Annotation records:
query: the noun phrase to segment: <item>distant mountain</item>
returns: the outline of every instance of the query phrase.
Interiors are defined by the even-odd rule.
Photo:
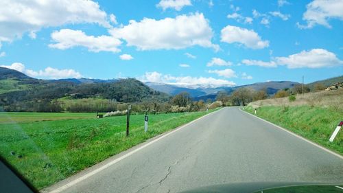
[[[185,87],[179,87],[177,86],[167,84],[163,83],[147,82],[145,82],[145,84],[154,90],[163,92],[172,95],[176,95],[182,92],[189,93],[191,97],[192,98],[199,95],[204,95],[206,94],[206,92],[204,92],[201,90],[195,89],[189,89]]]
[[[309,87],[309,88],[311,90],[313,90],[314,85],[316,84],[318,84],[318,83],[322,84],[324,87],[329,87],[335,83],[338,83],[338,82],[343,82],[343,76],[333,77],[333,78],[328,78],[328,79],[325,79],[325,80],[322,80],[316,81],[314,82],[309,83],[306,85],[307,87]]]
[[[26,74],[16,70],[10,69],[4,67],[0,67],[0,80],[4,79],[33,79]]]
[[[37,110],[39,106],[51,105],[62,98],[99,98],[119,102],[138,102],[152,99],[167,101],[169,95],[134,78],[38,80],[15,70],[0,68],[0,109],[40,111]]]
[[[207,99],[211,99],[213,100],[215,99],[217,93],[219,91],[226,91],[226,93],[228,93],[228,94],[230,94],[235,89],[241,87],[250,88],[257,91],[264,89],[268,95],[273,95],[280,89],[292,88],[296,84],[299,83],[291,81],[270,81],[265,82],[257,82],[248,85],[241,85],[235,87],[220,87],[217,88],[199,87],[197,89],[189,89],[164,83],[156,83],[151,82],[145,82],[145,84],[149,86],[150,88],[156,91],[168,93],[172,95],[177,95],[181,92],[188,92],[191,95],[191,96],[196,100],[206,100]]]
[[[118,81],[118,79],[102,80],[102,79],[92,79],[92,78],[64,78],[58,80],[49,80],[51,82],[68,82],[75,84],[92,84],[92,83],[106,83],[106,82],[115,82]]]

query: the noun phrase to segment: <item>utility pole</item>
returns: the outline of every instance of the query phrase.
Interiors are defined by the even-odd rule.
[[[126,137],[129,135],[129,125],[130,125],[130,110],[131,110],[131,105],[128,106],[128,112],[126,114]]]
[[[303,76],[303,95],[304,95],[304,76]]]

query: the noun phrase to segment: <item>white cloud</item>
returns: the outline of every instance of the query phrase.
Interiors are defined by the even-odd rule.
[[[85,23],[110,27],[106,13],[93,1],[0,1],[0,41],[43,27]]]
[[[289,69],[296,68],[322,68],[343,65],[336,55],[324,49],[312,49],[287,57],[276,57],[270,62],[261,60],[243,60],[242,63],[247,65],[257,65],[265,67],[276,67],[277,65],[286,65]]]
[[[70,69],[58,69],[48,67],[44,70],[34,71],[32,69],[27,69],[25,65],[20,63],[14,63],[9,66],[1,65],[1,67],[14,69],[24,73],[29,76],[38,78],[60,79],[69,78],[80,78],[82,77],[79,72]]]
[[[237,77],[235,72],[230,69],[226,69],[222,70],[209,70],[209,73],[216,73],[219,76],[224,76],[227,78]]]
[[[233,25],[227,25],[222,30],[220,41],[228,43],[238,43],[252,49],[269,46],[269,41],[262,41],[254,30]]]
[[[118,21],[117,21],[117,17],[115,16],[115,15],[114,15],[113,14],[110,14],[110,21],[113,24],[117,24],[118,23]]]
[[[287,57],[276,57],[279,65],[287,65],[289,69],[294,68],[321,68],[343,65],[336,55],[323,49],[313,49],[289,55]]]
[[[261,60],[243,60],[241,61],[246,65],[248,66],[260,66],[263,67],[277,67],[277,64],[274,62],[263,62]]]
[[[207,67],[212,66],[230,66],[232,63],[230,61],[225,61],[224,60],[220,58],[212,58],[211,61],[207,63]]]
[[[180,64],[178,65],[179,67],[182,67],[182,68],[189,68],[191,66],[187,65],[187,64]]]
[[[236,84],[232,81],[212,77],[173,76],[156,71],[146,72],[144,76],[137,79],[142,82],[161,82],[187,88],[233,87]]]
[[[209,2],[209,6],[211,8],[213,7],[213,5],[214,5],[213,1],[210,0],[210,1]]]
[[[252,23],[252,21],[253,21],[252,18],[251,18],[250,16],[247,16],[247,17],[246,17],[246,19],[244,20],[244,23],[251,24],[251,23]]]
[[[238,6],[235,7],[234,5],[231,4],[230,5],[230,8],[235,12],[238,12],[239,10],[241,10],[241,8]]]
[[[246,74],[246,73],[244,72],[241,73],[241,79],[251,80],[252,79],[252,76]]]
[[[289,5],[289,3],[286,0],[278,0],[278,6],[279,7],[282,7],[285,5]]]
[[[188,52],[185,53],[185,55],[186,55],[189,58],[192,58],[192,59],[196,59],[196,56],[194,56],[193,54],[189,54]]]
[[[102,51],[119,52],[117,47],[121,41],[110,36],[87,36],[81,30],[62,29],[51,34],[51,38],[56,43],[49,44],[49,47],[66,49],[74,47],[85,47],[88,51],[99,52]]]
[[[299,28],[312,28],[316,25],[322,25],[331,28],[328,21],[331,19],[343,20],[343,1],[314,0],[307,4],[303,19],[307,25],[297,23]]]
[[[263,24],[263,25],[267,25],[267,26],[269,25],[269,23],[270,23],[269,19],[266,17],[263,17],[262,19],[262,20],[261,21],[261,24]]]
[[[241,22],[241,21],[244,21],[245,23],[250,23],[250,24],[252,22],[252,18],[249,17],[249,16],[244,17],[242,15],[241,15],[240,14],[238,14],[237,12],[234,12],[233,14],[228,14],[226,16],[226,17],[228,19],[235,19],[237,22]]]
[[[133,57],[130,54],[121,54],[119,56],[119,58],[121,60],[131,60],[133,59]]]
[[[287,21],[290,17],[289,14],[283,14],[281,13],[280,12],[270,12],[269,13],[274,16],[280,17],[283,21]]]
[[[30,37],[32,39],[35,39],[37,37],[37,34],[36,34],[36,32],[34,32],[34,31],[29,32],[29,37]]]
[[[131,20],[128,25],[113,29],[110,33],[140,50],[178,49],[194,45],[219,49],[217,45],[211,43],[213,32],[202,13],[161,20]]]
[[[227,18],[228,19],[236,19],[236,20],[239,20],[239,19],[243,19],[243,16],[239,14],[237,14],[237,12],[234,12],[231,14],[228,14],[226,16]]]
[[[261,14],[256,10],[252,10],[252,16],[254,16],[254,18],[258,18],[258,17],[260,17],[261,16],[265,16],[265,15]]]
[[[24,65],[23,65],[22,63],[14,63],[9,66],[0,65],[0,67],[16,70],[16,71],[19,71],[23,72],[23,73],[24,72],[24,70],[25,70]]]
[[[183,7],[191,5],[191,0],[161,0],[156,5],[157,8],[161,8],[163,10],[170,8],[180,11]]]

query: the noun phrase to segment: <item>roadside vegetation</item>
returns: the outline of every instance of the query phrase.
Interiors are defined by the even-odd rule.
[[[245,110],[343,155],[343,132],[329,142],[343,121],[343,89],[294,95],[251,102]]]
[[[147,133],[144,115],[131,115],[129,137],[126,136],[126,116],[95,119],[90,118],[90,113],[66,113],[71,119],[64,120],[63,113],[3,113],[0,114],[0,155],[42,189],[213,111],[150,115]],[[37,117],[56,120],[42,121],[45,119]]]

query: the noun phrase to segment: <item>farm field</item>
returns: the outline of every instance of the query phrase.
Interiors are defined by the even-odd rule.
[[[0,124],[25,123],[61,120],[95,119],[95,113],[0,112]]]
[[[211,110],[210,112],[215,111]],[[42,189],[206,112],[95,119],[95,113],[1,113],[0,155],[34,187]]]

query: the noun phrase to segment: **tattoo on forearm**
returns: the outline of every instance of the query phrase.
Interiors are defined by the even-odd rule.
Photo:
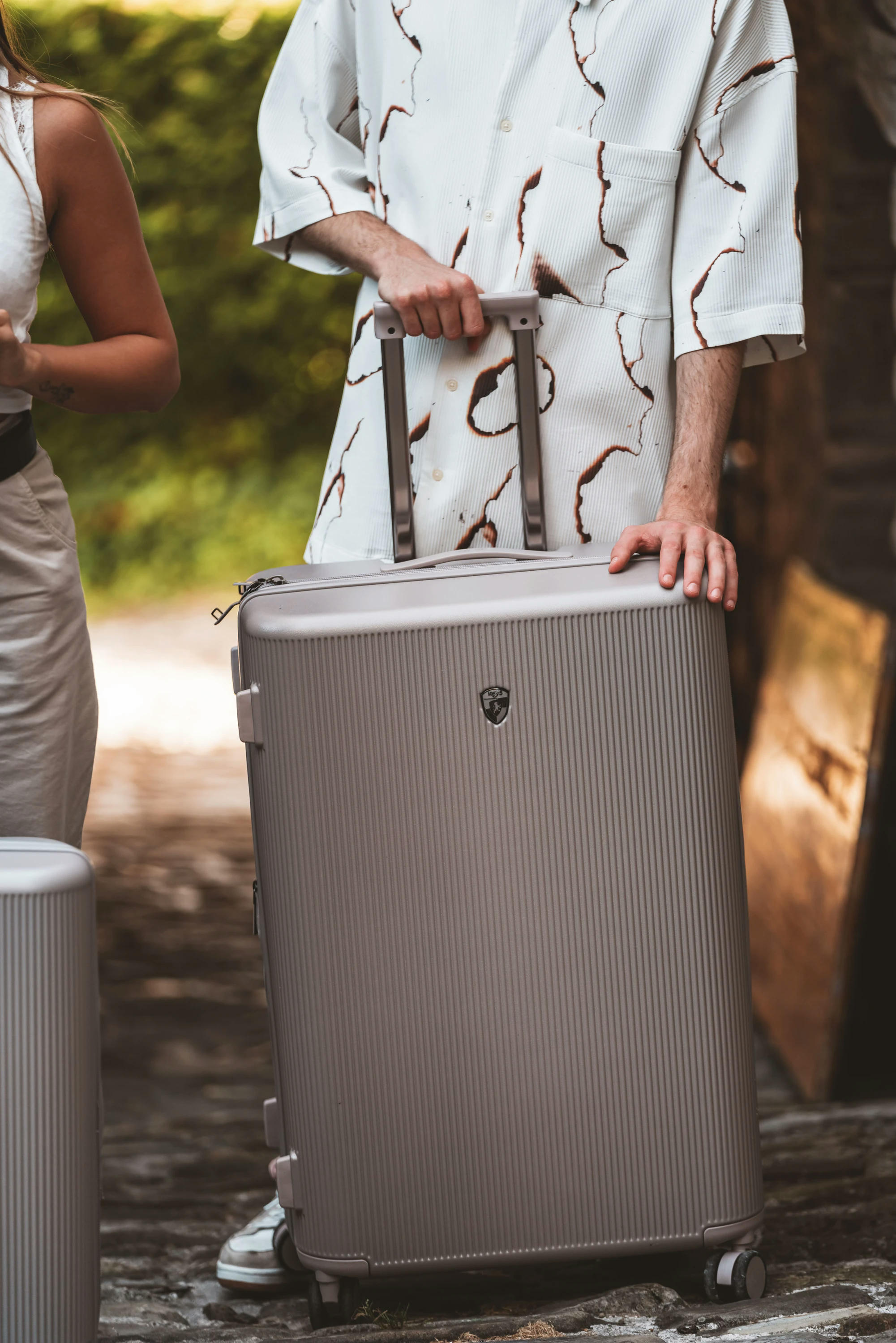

Task goal: Copy all of the data above word for word, leaving out the pictures.

Task result:
query: the noun phrase to segment: <item>distant mountain</item>
returns: the outline of every instance of the query phrase.
Interiors are defined by the even-odd rule.
Photo:
[[[185,87],[179,87],[177,86],[167,84],[163,83],[147,82],[145,82],[145,84],[154,90],[163,92],[172,95],[176,95],[182,92],[189,93],[191,97],[192,98],[199,95],[204,95],[206,94],[206,92],[204,92],[201,90],[195,89],[189,89]]]
[[[309,87],[309,88],[311,90],[313,90],[314,85],[316,84],[318,84],[318,83],[322,84],[324,87],[329,87],[335,83],[338,83],[338,82],[343,82],[343,76],[333,77],[333,78],[328,78],[328,79],[325,79],[325,80],[322,80],[316,81],[314,82],[309,83],[306,85],[307,87]]]
[[[26,74],[16,70],[10,69],[4,67],[0,67],[0,80],[4,79],[33,79]]]
[[[37,110],[39,106],[51,105],[62,98],[99,98],[119,102],[138,102],[152,99],[167,101],[169,95],[134,78],[38,80],[15,70],[0,68],[0,109],[40,111]]]
[[[207,99],[211,99],[213,100],[215,99],[217,93],[219,91],[226,91],[226,93],[228,93],[228,94],[230,94],[235,89],[241,87],[250,88],[257,91],[264,89],[268,95],[273,95],[280,89],[292,88],[296,84],[299,83],[291,81],[270,81],[265,82],[257,82],[248,85],[241,85],[235,87],[220,87],[217,88],[199,87],[197,89],[189,89],[164,83],[156,83],[151,82],[145,82],[145,84],[149,86],[150,88],[156,91],[168,93],[172,95],[177,95],[181,92],[188,92],[191,95],[191,96],[196,100],[206,100]]]
[[[118,81],[118,79],[102,80],[102,79],[92,79],[92,78],[64,78],[58,80],[49,80],[51,82],[68,82],[75,84],[92,84],[92,83],[106,83],[106,82],[115,82]]]

query: the noun phrase to segment: <item>utility pole</item>
returns: the outline of every instance of the query phrase.
Interiors are defined by the even-odd rule.
[[[126,137],[129,135],[129,125],[130,125],[130,110],[131,110],[131,105],[128,106],[128,112],[126,114]]]
[[[303,76],[303,95],[304,95],[304,76]]]

query: the noun phrase to segment: <item>white cloud</item>
returns: the outline of every instance of the query phrase.
Interiors are defined by the even-odd rule.
[[[85,23],[110,27],[106,13],[93,1],[0,1],[0,41],[43,27]]]
[[[289,69],[296,68],[322,68],[343,65],[336,55],[324,49],[312,49],[287,57],[276,57],[270,62],[261,60],[243,60],[242,63],[247,65],[257,65],[265,67],[276,67],[277,65],[286,65]]]
[[[70,69],[58,69],[48,67],[44,70],[34,71],[32,69],[27,69],[25,65],[20,63],[14,63],[9,66],[1,65],[1,67],[14,69],[24,73],[29,76],[38,78],[60,79],[69,78],[80,78],[82,77],[79,72]]]
[[[237,77],[235,72],[230,69],[226,69],[222,70],[209,70],[209,73],[216,73],[219,76],[224,76],[227,78]]]
[[[233,25],[227,25],[222,30],[220,41],[228,43],[238,43],[252,49],[269,46],[269,41],[262,41],[254,30]]]
[[[118,21],[117,21],[117,17],[115,16],[115,15],[114,15],[113,14],[110,14],[110,21],[113,24],[117,24],[118,23]]]
[[[287,57],[276,57],[279,65],[287,65],[289,69],[294,68],[321,68],[343,65],[336,55],[323,49],[313,49],[289,55]]]
[[[261,60],[243,60],[241,61],[246,65],[248,66],[260,66],[263,67],[277,67],[277,64],[274,62],[263,62]]]
[[[207,67],[212,66],[230,66],[232,63],[230,61],[225,61],[224,60],[220,58],[212,58],[211,61],[207,63]]]
[[[180,64],[178,65],[179,67],[182,67],[182,68],[189,68],[191,66],[187,65],[187,64]]]
[[[236,84],[232,81],[212,77],[173,76],[156,71],[146,72],[144,76],[137,79],[142,82],[161,82],[187,88],[233,87]]]
[[[209,2],[209,6],[211,8],[213,7],[213,5],[214,5],[213,1],[210,0],[210,1]]]
[[[252,23],[252,21],[253,21],[252,18],[251,18],[250,16],[247,16],[247,17],[246,17],[246,19],[244,20],[244,23],[251,24],[251,23]]]
[[[238,6],[235,7],[234,5],[231,4],[230,5],[230,8],[235,12],[238,12],[239,10],[241,10],[241,8]]]
[[[246,74],[246,73],[244,72],[241,73],[241,79],[251,80],[252,79],[252,76]]]
[[[289,5],[289,3],[286,0],[278,0],[278,6],[279,7],[282,7],[285,5]]]
[[[188,52],[185,53],[185,55],[186,55],[189,58],[192,58],[192,59],[196,59],[196,56],[194,56],[193,54],[189,54]]]
[[[102,51],[119,52],[117,47],[121,41],[110,36],[87,36],[81,30],[62,29],[51,34],[51,38],[56,43],[49,44],[49,47],[66,49],[74,47],[85,47],[88,51],[99,52]]]
[[[299,28],[312,28],[316,25],[322,25],[331,28],[328,21],[331,19],[343,20],[343,1],[314,0],[307,4],[303,19],[307,25],[297,23]]]
[[[263,24],[263,25],[267,25],[267,26],[269,25],[269,23],[270,23],[269,19],[266,17],[263,17],[262,19],[262,20],[261,21],[261,24]]]
[[[241,22],[241,21],[244,21],[245,23],[250,23],[250,24],[252,22],[252,18],[249,17],[249,16],[244,17],[242,15],[241,15],[240,14],[238,14],[237,12],[234,12],[233,14],[228,14],[226,16],[226,17],[228,19],[235,19],[237,22]]]
[[[133,57],[130,54],[121,54],[119,56],[119,58],[121,60],[131,60],[133,59]]]
[[[287,21],[290,17],[289,14],[283,14],[281,13],[280,12],[270,12],[269,13],[274,16],[280,17],[283,21]]]
[[[30,37],[32,39],[35,39],[37,37],[37,34],[36,34],[36,32],[34,32],[34,31],[29,32],[29,37]]]
[[[131,20],[128,25],[113,29],[110,33],[140,50],[178,49],[194,45],[219,49],[217,45],[211,43],[213,32],[202,13],[161,20]]]
[[[227,18],[228,19],[236,19],[236,20],[239,20],[239,19],[243,19],[243,16],[239,14],[237,14],[237,12],[234,12],[231,14],[228,14],[226,16]]]
[[[261,14],[256,10],[252,10],[252,16],[254,16],[254,18],[258,18],[258,17],[260,17],[261,16],[265,16],[265,15]]]
[[[24,65],[23,65],[22,63],[14,63],[9,66],[0,65],[0,67],[16,70],[16,71],[19,71],[23,72],[23,73],[24,72],[24,70],[25,70]]]
[[[183,7],[191,5],[191,0],[161,0],[156,5],[157,8],[161,8],[163,10],[170,8],[180,11]]]

query: the noun phrase to segment: <item>roadside vegetation</item>
returns: the outline of every instance of the query phrase.
Interiors are defined by the even-odd rule.
[[[245,110],[343,155],[343,132],[329,142],[343,121],[343,89],[294,95],[251,102]]]
[[[147,133],[144,115],[131,115],[129,137],[126,136],[126,116],[95,119],[90,118],[90,113],[66,113],[71,119],[64,120],[63,113],[3,113],[0,114],[0,155],[42,189],[213,111],[150,115]],[[37,117],[56,120],[42,121],[45,119]]]

query: the noun phrase to segment: <item>farm field</item>
returns: the outline of every instance of the query phrase.
Interiors are defined by the even-odd rule.
[[[0,124],[25,123],[61,120],[95,119],[95,113],[0,112]]]
[[[211,110],[210,112],[215,111]],[[42,189],[206,112],[95,119],[95,113],[1,113],[0,155],[34,187]]]

query: the noun phrase to segment: **tattoo on forearm**
returns: the outline of every instance of the query phrase.
Interiors are defined by the even-odd rule.
Photo:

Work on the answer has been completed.